━━ PASSAGE PROVIDED ━━
Partial port upgrade?  libicui18n.so.38 is an old version.  The --packages option may be causing the problem.


----------



## jtl (Jan 14, 2011)

Thanks - between some other flailing I did and removing the --packages option I managed to get pango updated.  Now I'm stalled on a build problem with hal.  Unfortunately, I often run into a seemingly endless stream of problems whenever I try to update the ports collection.  I've tried portupgrade, portmaster and portmanager, but I have yet to find a method that doesn't cost me a week of pain.  Is there a way to avoid this?  At this point I'd be willing to start over from scratch if I knew a reliable way to do that.  Do you have any recommendations?


----------



## wblock@ (Jan 14, 2011)

Here is what I do: Upgrading FreeBSD Ports

Failing to check new entries in /usr/ports/UPDATING before doing anything seems to be the most common problem.


----------



## jtl (Jan 15, 2011)

Thanks for the link.  I've resolved the hal build problem, but if I run into another issue that I can't find any info on, I'll give your method a try.  There was a time when I was guilty of not looking at /usr/ports/UPDATING, but I'm in the habit of checking it now.  In the past several days I've run into a number of problems about which I can find no information in /usr/ports/UPDATING, and when I also can't find any info online it starts to get frustrating.


----------
━━━
> **TASK SET**
**1.** In the forum thread on upgrading ports, which option did jtl remove to get pango updated?
**2.** Reproduce the part of the forum thread starting at "Thanks for the" and ending at "to get frustrating.".
The rows that follow are not required for any of this work.
━━ DATA ━━
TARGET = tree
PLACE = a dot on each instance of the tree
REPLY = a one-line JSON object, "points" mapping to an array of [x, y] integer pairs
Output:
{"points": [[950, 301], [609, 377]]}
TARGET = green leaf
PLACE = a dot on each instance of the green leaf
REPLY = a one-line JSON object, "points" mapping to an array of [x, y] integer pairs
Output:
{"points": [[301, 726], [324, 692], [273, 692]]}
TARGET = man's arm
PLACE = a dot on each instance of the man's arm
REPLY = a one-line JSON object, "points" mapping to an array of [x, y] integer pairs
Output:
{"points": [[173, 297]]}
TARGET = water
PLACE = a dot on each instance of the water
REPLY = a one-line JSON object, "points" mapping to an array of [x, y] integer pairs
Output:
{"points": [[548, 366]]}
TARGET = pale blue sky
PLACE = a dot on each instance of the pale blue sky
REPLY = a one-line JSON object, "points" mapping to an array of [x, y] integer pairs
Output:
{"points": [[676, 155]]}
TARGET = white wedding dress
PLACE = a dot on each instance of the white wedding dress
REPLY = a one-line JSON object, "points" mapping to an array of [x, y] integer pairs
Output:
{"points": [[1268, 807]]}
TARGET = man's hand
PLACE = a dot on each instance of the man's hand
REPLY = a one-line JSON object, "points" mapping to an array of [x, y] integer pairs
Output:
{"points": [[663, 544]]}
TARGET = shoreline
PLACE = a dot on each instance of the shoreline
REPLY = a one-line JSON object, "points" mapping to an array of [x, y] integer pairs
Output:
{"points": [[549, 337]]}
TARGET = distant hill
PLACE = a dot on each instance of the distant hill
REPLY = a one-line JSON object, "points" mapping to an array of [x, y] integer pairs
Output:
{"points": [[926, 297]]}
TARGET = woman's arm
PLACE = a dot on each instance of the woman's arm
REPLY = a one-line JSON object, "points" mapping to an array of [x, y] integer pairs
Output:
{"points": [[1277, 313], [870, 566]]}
━━━
> **ANSWERS TO EACH TASK**
**1.** The --packages option.

**2.**
Thanks for the link.  I've resolved the hal build problem, but if I run into another issue that I can't find any info on, I'll give your method a try.  There was a time when I was guilty of not looking at /usr/ports/UPDATING, but I'm in the habit of checking it now.  In the past several days I've run into a number of problems about which I can find no information in /usr/ports/UPDATING, and when I also can't find any info online it starts to get frustrating.